-- START OF Records to process --

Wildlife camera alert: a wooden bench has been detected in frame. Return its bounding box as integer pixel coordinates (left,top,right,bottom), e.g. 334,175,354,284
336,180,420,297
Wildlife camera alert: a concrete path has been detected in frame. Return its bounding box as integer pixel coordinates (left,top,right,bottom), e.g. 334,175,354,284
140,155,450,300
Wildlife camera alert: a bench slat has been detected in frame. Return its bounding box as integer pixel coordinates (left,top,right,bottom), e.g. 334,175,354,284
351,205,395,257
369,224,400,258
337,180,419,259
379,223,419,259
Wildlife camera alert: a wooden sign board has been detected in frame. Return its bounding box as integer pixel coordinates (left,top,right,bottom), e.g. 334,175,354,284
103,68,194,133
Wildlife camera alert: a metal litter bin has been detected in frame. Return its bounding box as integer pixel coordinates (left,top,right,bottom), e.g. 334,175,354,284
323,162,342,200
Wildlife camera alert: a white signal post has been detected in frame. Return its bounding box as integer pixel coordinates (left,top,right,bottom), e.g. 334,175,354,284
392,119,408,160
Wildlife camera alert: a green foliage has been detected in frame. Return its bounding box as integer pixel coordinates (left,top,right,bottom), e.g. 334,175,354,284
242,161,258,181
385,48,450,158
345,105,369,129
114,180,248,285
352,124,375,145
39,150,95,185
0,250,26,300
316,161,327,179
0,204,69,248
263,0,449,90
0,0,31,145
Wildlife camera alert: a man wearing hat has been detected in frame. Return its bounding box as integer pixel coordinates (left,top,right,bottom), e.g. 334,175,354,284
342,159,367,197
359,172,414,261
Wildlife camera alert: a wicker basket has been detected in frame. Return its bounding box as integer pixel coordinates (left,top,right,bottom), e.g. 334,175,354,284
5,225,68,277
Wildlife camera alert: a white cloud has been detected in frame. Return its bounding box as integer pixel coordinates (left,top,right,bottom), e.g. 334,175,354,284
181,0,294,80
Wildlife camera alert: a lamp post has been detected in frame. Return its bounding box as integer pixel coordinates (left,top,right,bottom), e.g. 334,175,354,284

-- END OF Records to process --

Written request — Copy the material above line for line, with no changes.

Final answer —
Wildlife camera alert: a wooden bench has been detected in frame. Return its bounding box as integer pixel coordinates (left,top,right,bottom), e.g. 334,175,354,284
336,180,420,297
Wildlife camera alert: a concrete path has been detected in frame. Return its bounding box as integer pixel coordinates (left,top,right,bottom), e.g. 334,175,354,284
140,155,450,300
Wildlife camera alert: a bench slat has been detected in frame. Return its bounding box as integer pixel coordinates (left,top,right,bottom), e.g. 334,175,354,284
351,205,395,257
369,224,400,258
337,180,419,259
379,223,419,259
Wildlife camera alert: a wooden sign board has been detected in frame. Return its bounding box as integer pixel coordinates (left,top,right,bottom), e.g. 334,175,354,284
103,68,194,133
Wildlife camera alert: a metal litter bin has been detected in frame. Return its bounding box as integer pixel coordinates (left,top,right,bottom), e.g. 334,175,354,284
323,162,342,200
Wildlife camera alert: a white signal post has been detected in frame. Return its bounding box as integer pixel coordinates (left,top,right,bottom), e.g. 334,175,354,284
392,119,408,160
Wildlife camera alert: a green foliage has been detected in frame. Return its bounding box as integer pixel coordinates (left,top,right,bottom), e.g. 334,175,354,284
242,161,258,181
385,48,450,158
345,105,369,129
114,180,248,285
352,124,375,145
39,150,95,185
0,250,26,300
316,161,327,179
0,204,69,248
263,0,449,90
0,0,31,145
Wildlife camera alert: a man wearing hat has been detected in frame. Return its bounding box as integer pixel coordinates (left,top,right,bottom), e.g. 334,175,354,284
342,159,367,197
359,172,414,261
Wildlife camera alert: a wicker basket has been detected in frame. Return its bounding box as integer pixel coordinates (left,top,right,bottom), e.g. 334,175,354,284
5,225,68,277
Wildlife camera alert: a white cloud has been detected in frame. Return its bounding box as integer pixel coordinates (left,top,right,bottom), e.g. 334,175,354,284
181,0,294,80
Wildlife camera alert: a lamp post has been detected in frame. Return its bounding box as integer pixel coordinates (left,top,right,bottom), e.g. 334,175,354,284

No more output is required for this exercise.